[BEGIN Input]

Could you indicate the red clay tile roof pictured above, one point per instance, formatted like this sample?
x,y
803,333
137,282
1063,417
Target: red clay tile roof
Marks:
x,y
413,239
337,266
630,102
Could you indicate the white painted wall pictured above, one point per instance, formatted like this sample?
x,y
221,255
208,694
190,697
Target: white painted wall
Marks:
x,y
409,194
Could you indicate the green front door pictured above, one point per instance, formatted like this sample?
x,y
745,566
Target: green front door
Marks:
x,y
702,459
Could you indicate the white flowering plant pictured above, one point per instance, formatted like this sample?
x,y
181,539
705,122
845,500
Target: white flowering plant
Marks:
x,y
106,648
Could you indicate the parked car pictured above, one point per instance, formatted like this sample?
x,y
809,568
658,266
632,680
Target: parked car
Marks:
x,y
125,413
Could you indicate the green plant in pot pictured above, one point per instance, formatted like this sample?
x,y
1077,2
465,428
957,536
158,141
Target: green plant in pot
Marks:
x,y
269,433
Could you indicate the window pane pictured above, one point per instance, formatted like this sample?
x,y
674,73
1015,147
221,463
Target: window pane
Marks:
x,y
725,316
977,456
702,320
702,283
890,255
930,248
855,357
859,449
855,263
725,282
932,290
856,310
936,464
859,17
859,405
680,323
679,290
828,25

[END Input]

Short exercise
Give the entries once more, exactly as they appear.

Correct response
Could you indicate the red clay tile roof pictured above, one point per instance, formatted like this sample?
x,y
803,333
137,282
1063,417
Target: red clay tile roof
Marks:
x,y
413,239
337,266
630,102
Could you indicate the white painted wall pictured above, one point per instance, formatted like this sample?
x,y
221,255
208,694
190,697
Target: white painted wall
Marks:
x,y
409,194
Could you indicate the green front door pictured above, one point per instance, formatted like this sample?
x,y
745,566
Target: green front door
Marks:
x,y
702,459
Could you indicate the white flowering plant pictured above, one point per instance, formatted like this sample?
x,y
181,539
705,122
845,500
Target: white flowering plant
Marks:
x,y
106,648
Could you indicate the parked car pictured above, one point per instance, formatted like this sample?
x,y
809,568
658,266
632,680
Target: parked car
Marks:
x,y
125,413
Could you indicate the green plant in pot pictured above, one point per instance, formatted like this sample?
x,y
1077,2
465,428
957,536
158,141
Target: green plant in pot
Marks:
x,y
269,433
Could you indicate the window pane pictured above, one point per instance, formatted like this sample?
x,y
674,73
1015,147
221,463
Target: window pane
Marks:
x,y
725,316
977,456
702,320
702,283
890,255
930,248
855,357
859,449
855,263
725,282
932,290
856,310
936,464
859,17
859,405
680,323
679,290
828,25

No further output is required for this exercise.